PROBLEM DETAILS:
Output the records. Match them exactly.

** start **

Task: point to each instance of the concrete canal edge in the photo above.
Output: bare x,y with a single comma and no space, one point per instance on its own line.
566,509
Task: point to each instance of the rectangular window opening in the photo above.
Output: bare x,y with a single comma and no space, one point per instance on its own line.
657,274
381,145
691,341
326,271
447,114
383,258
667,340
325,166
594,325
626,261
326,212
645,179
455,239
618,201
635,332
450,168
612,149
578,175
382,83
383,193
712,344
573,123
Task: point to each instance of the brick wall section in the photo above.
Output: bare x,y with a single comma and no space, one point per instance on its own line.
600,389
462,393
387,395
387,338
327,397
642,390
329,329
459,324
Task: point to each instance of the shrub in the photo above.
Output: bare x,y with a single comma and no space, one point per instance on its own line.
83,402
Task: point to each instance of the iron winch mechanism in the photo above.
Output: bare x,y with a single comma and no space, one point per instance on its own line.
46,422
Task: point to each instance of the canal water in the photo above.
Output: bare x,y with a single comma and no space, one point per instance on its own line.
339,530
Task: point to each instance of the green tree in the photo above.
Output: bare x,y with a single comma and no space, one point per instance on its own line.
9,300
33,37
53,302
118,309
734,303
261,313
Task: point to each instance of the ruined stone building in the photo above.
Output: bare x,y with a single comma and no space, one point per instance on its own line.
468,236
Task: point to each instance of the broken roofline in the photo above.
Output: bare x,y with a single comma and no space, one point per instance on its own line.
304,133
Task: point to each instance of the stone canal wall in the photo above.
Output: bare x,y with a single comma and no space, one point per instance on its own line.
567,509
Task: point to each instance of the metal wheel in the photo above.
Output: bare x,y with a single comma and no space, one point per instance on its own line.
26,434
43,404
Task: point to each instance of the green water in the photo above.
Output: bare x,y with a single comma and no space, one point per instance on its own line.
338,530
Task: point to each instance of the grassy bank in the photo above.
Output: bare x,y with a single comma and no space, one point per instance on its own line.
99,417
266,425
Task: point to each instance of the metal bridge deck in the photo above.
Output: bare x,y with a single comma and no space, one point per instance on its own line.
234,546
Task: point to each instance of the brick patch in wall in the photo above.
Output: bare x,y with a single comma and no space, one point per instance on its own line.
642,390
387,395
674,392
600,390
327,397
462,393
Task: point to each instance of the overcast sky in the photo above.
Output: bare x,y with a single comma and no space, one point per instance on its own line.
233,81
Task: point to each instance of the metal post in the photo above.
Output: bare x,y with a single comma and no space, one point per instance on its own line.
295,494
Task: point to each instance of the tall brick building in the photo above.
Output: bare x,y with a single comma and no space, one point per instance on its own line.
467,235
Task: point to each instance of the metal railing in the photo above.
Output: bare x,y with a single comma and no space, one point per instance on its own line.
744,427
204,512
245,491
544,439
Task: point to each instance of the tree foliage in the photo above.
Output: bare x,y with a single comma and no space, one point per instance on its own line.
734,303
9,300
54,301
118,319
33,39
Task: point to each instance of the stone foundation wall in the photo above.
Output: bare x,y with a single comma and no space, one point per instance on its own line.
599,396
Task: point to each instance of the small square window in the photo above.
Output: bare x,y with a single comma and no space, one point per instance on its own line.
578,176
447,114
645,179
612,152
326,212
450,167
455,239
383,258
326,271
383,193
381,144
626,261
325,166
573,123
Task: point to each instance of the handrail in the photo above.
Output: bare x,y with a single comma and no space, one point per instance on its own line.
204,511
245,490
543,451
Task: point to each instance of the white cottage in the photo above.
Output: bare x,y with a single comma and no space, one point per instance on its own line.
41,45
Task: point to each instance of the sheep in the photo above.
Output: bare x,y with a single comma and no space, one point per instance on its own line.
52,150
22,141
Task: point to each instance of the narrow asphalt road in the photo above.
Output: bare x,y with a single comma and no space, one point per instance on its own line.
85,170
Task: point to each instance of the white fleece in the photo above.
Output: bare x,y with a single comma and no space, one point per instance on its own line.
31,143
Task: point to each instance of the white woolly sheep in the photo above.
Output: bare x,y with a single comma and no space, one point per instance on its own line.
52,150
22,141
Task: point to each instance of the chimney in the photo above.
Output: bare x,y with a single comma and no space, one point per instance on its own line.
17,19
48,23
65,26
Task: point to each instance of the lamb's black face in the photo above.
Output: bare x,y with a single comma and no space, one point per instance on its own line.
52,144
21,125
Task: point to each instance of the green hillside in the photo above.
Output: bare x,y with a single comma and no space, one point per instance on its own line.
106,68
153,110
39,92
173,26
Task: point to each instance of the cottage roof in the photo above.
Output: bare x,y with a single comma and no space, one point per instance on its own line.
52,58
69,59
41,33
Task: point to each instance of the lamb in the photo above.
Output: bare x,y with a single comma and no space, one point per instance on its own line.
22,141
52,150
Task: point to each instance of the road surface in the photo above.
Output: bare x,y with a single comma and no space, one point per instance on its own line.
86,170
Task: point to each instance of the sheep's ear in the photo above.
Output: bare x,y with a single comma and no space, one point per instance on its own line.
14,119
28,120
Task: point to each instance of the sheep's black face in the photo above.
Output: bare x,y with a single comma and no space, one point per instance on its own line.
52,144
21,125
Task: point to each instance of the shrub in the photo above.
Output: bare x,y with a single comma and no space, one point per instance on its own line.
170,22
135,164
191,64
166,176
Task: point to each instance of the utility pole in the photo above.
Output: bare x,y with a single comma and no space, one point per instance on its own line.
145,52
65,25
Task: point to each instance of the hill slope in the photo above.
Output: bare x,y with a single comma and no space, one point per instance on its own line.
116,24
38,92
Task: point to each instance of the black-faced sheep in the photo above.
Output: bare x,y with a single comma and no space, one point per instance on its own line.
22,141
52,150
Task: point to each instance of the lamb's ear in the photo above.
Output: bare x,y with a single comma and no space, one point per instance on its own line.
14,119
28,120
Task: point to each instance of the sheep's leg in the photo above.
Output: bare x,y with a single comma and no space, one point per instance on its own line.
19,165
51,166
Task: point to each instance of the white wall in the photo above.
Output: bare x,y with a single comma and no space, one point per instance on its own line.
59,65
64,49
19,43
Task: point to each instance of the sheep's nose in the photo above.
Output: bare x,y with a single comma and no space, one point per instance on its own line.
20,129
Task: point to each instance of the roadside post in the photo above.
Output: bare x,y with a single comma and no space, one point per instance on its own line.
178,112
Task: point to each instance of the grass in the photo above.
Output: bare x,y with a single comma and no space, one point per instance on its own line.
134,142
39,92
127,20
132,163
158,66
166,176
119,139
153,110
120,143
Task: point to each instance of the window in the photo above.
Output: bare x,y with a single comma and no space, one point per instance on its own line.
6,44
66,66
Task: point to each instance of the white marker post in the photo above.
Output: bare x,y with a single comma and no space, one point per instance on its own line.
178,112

** end **

COMPLETE RESPONSE:
Task: point to each instance of the concrete canal edge in the photo above.
Output: bare x,y with a single comma and no space, one point per instance on its own line.
566,509
Task: point to each instance of the rectangular window opening in the photo above.
Output: bare x,y with a single comma and no space, one point per instance on its own line.
657,274
381,145
691,341
326,271
447,114
383,258
667,340
325,166
594,325
626,261
326,212
645,179
455,239
618,201
635,332
450,168
612,149
578,175
382,83
383,193
712,344
573,123
Task: point to each instance of the brick wall section in the photo above.
Output: bare x,y with a single comma and no space, one point per instance on its own line.
600,389
462,393
387,395
387,338
327,397
642,390
329,329
459,324
Task: point to each instance of the shrub in the photo above.
Output: bare x,y with a single comma and no space, one point per instance on its own line.
83,402
Task: point to each instance of the iron winch mechanism in the photo above.
Output: bare x,y with a single comma and no space, one point per instance on its own line.
46,422
Task: point to each instance of the canal water in the photo above.
Output: bare x,y with a single comma and no space, one point per instance on its own line.
339,530
Task: point to each instance of the green tree in the photo above.
Output: bare x,y with a single comma and no space, one point per instance on its own line.
9,300
33,37
53,302
118,309
734,303
261,313
Task: point to each instance of the ruined stone building in the photo above.
Output: bare x,y with a single comma and no space, one point per instance on its own line.
468,236
Task: point to each instance of the broken roofline in the photo above.
Output: bare x,y with a single comma and no space, one point per instance on its own line.
304,133
Task: point to each instance of the stone canal wall in the photo above.
Output: bare x,y with a single comma and no space, one point per instance on its own line.
567,509
Task: point to each instance of the metal wheel in the photo above.
Output: bare x,y with a single comma and no space, one point per instance on its own line.
26,434
43,404
Task: point to each instance of the green water in the photo above.
Output: bare x,y with a single comma and no space, one point per instance on its own line.
338,530
Task: point to each instance of the grassy bank in the photo above.
Output: bare x,y with a single comma and no space, one point per instance on its own line.
99,417
266,425
Task: point to each instance of the metal bridge deck in the photo above.
Output: bare x,y with a single comma and no space, one point per instance on its own line.
234,546
Task: point to each instance of the brick patch in wall in the photo above.
Output: bare x,y with a single comma and no space, one point per instance on its own line.
642,390
387,395
674,392
600,390
327,397
462,393
Task: point to each instance of the overcast sky in the photo above.
Output: bare x,y with a single comma and no space, one point per instance on its own line.
233,81
Task: point to each instance of the metal post in the photo above.
Output: bare x,y with a single comma and no space, one point per instance on its own line.
295,494
Task: point to each instance of the tall brick building in the photo above.
Output: bare x,y with a single comma and no space, one point per instance on its own line.
467,235
Task: point to each instance of the metal railing in the photo above.
Output: bare x,y with a single comma and no space, one point per instance on its own line.
744,427
204,512
245,491
544,439
Task: point to each instance of the tree foliage in the photo above.
Output: bare x,y with a single comma and no space, one point per instance on its own line.
734,303
9,300
54,301
118,319
33,39
Task: point to each instance of the stone foundation wall in the photo above.
Output: bare x,y with a single comma and no space, one point per instance on its own line.
599,396
Task: point to each instance of the small square window in the photo above.
Output: bare x,y with a single comma and no space, one point per instance on its own line.
578,176
447,114
645,179
612,152
326,212
450,167
455,239
383,258
326,271
383,193
381,144
626,261
325,166
573,123
Task: point to each instance of the handrail in the photo above.
Output: bare x,y with a single comma and no space, one point per instance on its own line.
204,511
245,490
543,451
Task: point to each instance of the white cottage in the photo above.
Output: bare x,y with a single comma and no space, one point per instance on its own line.
41,45
Task: point to each instance of the sheep in the photo above.
Output: bare x,y with a single comma and no space, one point per instance on its own line.
52,150
22,141
Task: point to each instance of the narrow asphalt road in the photo above.
Output: bare x,y with a single comma and no space, one point per instance on its own line.
85,170
Task: point to each instance of the white fleece in the photo above.
Output: bare x,y with a single comma and no space, one point per instance on its own line.
31,143
Task: point to each instance of the white woolly sheep in the photo above.
Output: bare x,y with a single comma and no space, one point per instance on its own line.
52,150
22,141
Task: point to each instance of the chimney in the photo above.
Output: bare x,y with a single comma and no space, one point per instance on its own line.
17,19
48,23
65,26
Task: point to each instance of the lamb's black face in the photo above.
Output: bare x,y with a single comma and no space, one point per instance on its own line.
52,144
21,125
Task: point to each instance of the green hillside in the photo above.
Output: bare x,y with a single comma and no space, one point per instance on its own line.
106,68
153,110
39,92
173,26
Task: point to each instance of the cottage roof in the photo above.
Output: bare x,y with a single comma and no space, one point per instance on its own line.
52,58
69,59
41,33
Task: point to each instance of the lamb in the photo above.
Output: bare x,y with a single comma and no space, one point per instance on its own line.
22,141
52,150
Task: point to each instance of the road surface in the photo above.
Output: bare x,y with a single comma and no space, one point per instance on its own line.
86,170
Task: point to each instance of the sheep's ear in the photo above.
Output: bare x,y with a single comma and no space, one point per instance on its own line.
14,119
28,120
Task: point to each instance of the sheep's black face in the photo above.
Output: bare x,y with a single comma and no space, one point per instance on its own line.
52,144
21,125
Task: point to each instance of the shrub in the photo above.
Output: bare x,y with a single comma and no space, one point per instance on its own line.
170,22
135,164
191,64
166,176
Task: point to each instance of the utility pole in the photo above.
Output: bare x,y with a single comma and no space, one point per instance on its own line.
145,52
65,25
Task: point to each instance of the hill slope in the photo above.
Output: bare x,y with a single comma and no space, one point per instance on its own line.
116,24
38,92
Task: point to each instance of the black-faced sheep in the photo above.
Output: bare x,y with a single comma and no space, one point per instance on its own line.
22,141
52,150
Task: point to each instance of the lamb's ear in the photo above.
Output: bare x,y with a single comma and no space, one point per instance on its own line.
14,119
28,120
Task: point to each instance of the sheep's leg in the photo above.
Output: bare x,y with a single comma and no space, one point per instance on its own line.
19,165
51,166
Task: point to each instance of the white wall in the photo above.
Output: bare x,y with a single comma and no space, one point per instance on its own line.
59,65
64,49
19,43
Task: point to each instance of the sheep's nose in the photo above.
Output: bare x,y with a single comma and no space, one point per instance on its own line.
20,129
Task: point to each instance of the roadside post in the photo above.
Output: bare x,y with a single comma and no space, one point per instance on its own line.
178,112
Task: point to each instance of the grass in the photo above.
Output: bare x,y with a single comma and no space, one point per instance on its own line.
134,142
39,92
127,20
132,163
158,66
166,176
119,139
153,110
120,143
Task: point to each instance of the window in the photo above.
Output: bare x,y with a single comma and no space, one point per instance on its own line.
6,44
66,66
Task: point to each instance of the white marker post in the photo above.
Output: bare x,y with a single comma and no space, one point per instance on its own line.
178,112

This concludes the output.